:: WORK TO COMPLETE ::
[1] Answer these from the album page, one line each:
(a) Which label released the album?
(b) What position did it reach in the UK?
(c) Which film used "Avenue of Hope" in its closing credits?
[2] From the album page, copy the passage that begins at the words "Professional ratings" and stops after the words "artist Jay Ryan.".
[3] Tell whether each statement agrees with the album page, answering yes or no and quoting the words that decide it:
(a) Joe Robinson produced the album.
(b) Gods and Monsters is the band's second album.
(c) The cover art is by Jay Ryan.

:: PAGE EXTRACT ::
Studio album by I Am Kloot
- Released: 11 April 2005
- Genre: Indie rock
- Label: The Echo Label
- Producer: Joe Robinson

I Am Kloot chronology
| I Am Kloot (2003) | Gods and Monsters (2005) | BBC Radio 1 John Peel Sessions (2006) |

= Gods and Monsters (I Am Kloot album) =

Gods and Monsters is the third album by English rock band I Am Kloot which was released on 11 April 2005. It reached No. 74 in the UK. As well as being released on vinyl and CD, the CD version of the album also appeared in a gate-fold sleeve edition with a second disc: a DVD titled Live At The Ritz + Videos which contained filmed live tracks from a gig, music videos, and a band interview.

Professional ratings
Review scores
| Source | Rating |
| BBC Collective | Star Half star |
| Yahoo! Music | UK & Ireland |
| Allmusic | Star |
| The Press | Star |
| Pitchfork Media | Star |

==Overview==
The semi-autobiographical lead single from this album "Over My Shoulder", about relationships ending, was featured occasionally on MTV. Lead singer Bramwell refers to the "Night and Day" club in Manchester where he used to work and where I Am Kloot got their first break. The track "Avenue of Hope" featured in the closing credits of the Danny Boyle film Sunshine in 2007. The cover art is by poster artist Jay Ryan.

:: RECORDS SUPPLIED ::
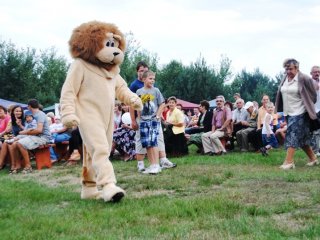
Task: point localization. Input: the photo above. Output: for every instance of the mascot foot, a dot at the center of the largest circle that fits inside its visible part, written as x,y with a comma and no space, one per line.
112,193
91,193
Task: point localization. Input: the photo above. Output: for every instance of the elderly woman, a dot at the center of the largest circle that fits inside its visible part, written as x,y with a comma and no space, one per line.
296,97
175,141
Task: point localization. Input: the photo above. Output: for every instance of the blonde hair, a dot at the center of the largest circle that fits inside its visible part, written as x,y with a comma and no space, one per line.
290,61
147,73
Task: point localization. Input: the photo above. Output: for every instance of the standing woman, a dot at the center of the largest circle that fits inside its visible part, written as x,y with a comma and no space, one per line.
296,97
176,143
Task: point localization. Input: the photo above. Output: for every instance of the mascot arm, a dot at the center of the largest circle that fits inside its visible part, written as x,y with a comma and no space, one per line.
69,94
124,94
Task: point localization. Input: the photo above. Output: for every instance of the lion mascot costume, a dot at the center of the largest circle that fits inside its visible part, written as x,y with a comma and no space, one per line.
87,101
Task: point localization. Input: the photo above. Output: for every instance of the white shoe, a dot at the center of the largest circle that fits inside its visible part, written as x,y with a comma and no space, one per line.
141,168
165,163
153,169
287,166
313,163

--

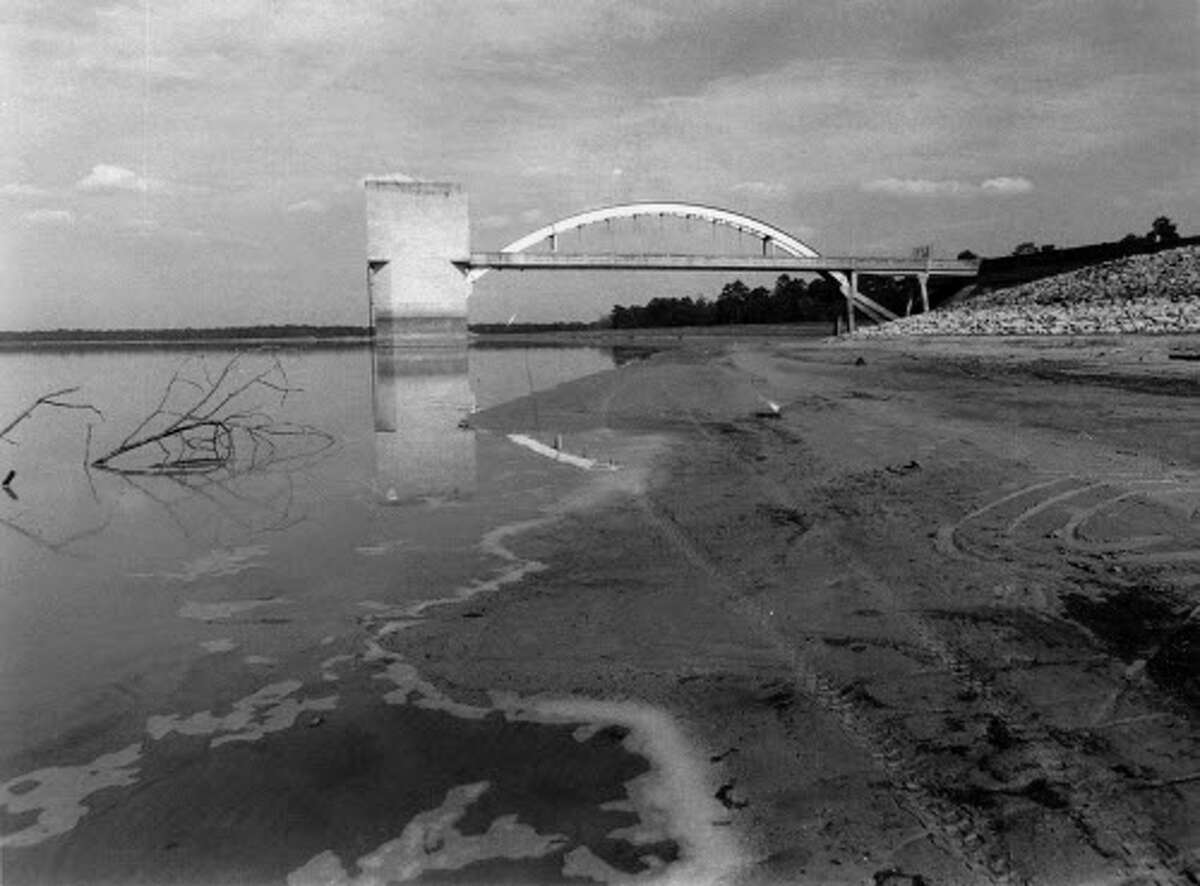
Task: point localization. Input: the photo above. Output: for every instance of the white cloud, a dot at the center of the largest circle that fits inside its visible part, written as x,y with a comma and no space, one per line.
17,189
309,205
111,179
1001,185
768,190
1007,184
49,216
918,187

:: ANSWERS TO THE PROBLEMS ::
[1]
(a) The Echo Label
(b) No. 74
(c) Sunshine, the 2007 Danny Boyle film

[2]
Professional ratings
Review scores
| Source | Rating |
| BBC Collective | Star Half star |
| Yahoo! Music | UK & Ireland |
| Allmusic | Star |
| The Press | Star |
| Pitchfork Media | Star |

==Overview==
The semi-autobiographical lead single from this album "Over My Shoulder", about relationships ending, was featured occasionally on MTV. Lead singer Bramwell refers to the "Night and Day" club in Manchester where he used to work and where I Am Kloot got their first break. The track "Avenue of Hope" featured in the closing credits of the Danny Boyle film Sunshine in 2007. The cover art is by poster artist Jay Ryan.

[3]
(a) Yes: "Producer: Joe Robinson"
(b) No: "Gods and Monsters is the third album by English rock band I Am Kloot"
(c) Yes: "The cover art is by poster artist Jay Ryan."